Input data |

· · · · · · ·

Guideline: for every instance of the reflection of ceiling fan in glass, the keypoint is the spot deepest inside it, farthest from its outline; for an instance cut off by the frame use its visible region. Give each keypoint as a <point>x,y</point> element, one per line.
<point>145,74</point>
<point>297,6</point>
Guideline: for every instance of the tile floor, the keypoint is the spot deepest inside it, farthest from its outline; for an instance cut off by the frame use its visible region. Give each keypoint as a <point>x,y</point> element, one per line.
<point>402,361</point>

· · · · · · ·

Task item |
Word-for-word copies of all the records are required.

Written response |
Guideline: for every instance of the reflection of ceiling fan in glass, the keypoint is the spot deepest inside it, farthest from its outline; for an instance cut off by the frame use its visible region. Give each keypoint as a <point>x,y</point> element, one per line.
<point>145,74</point>
<point>297,6</point>
Guideline: for every instance of the tile floor, the keypoint is the spot deepest inside it, farthest from its outline; for an instance cut off by the frame use its visible region. Give each keypoint as a <point>x,y</point> element, one per line.
<point>402,361</point>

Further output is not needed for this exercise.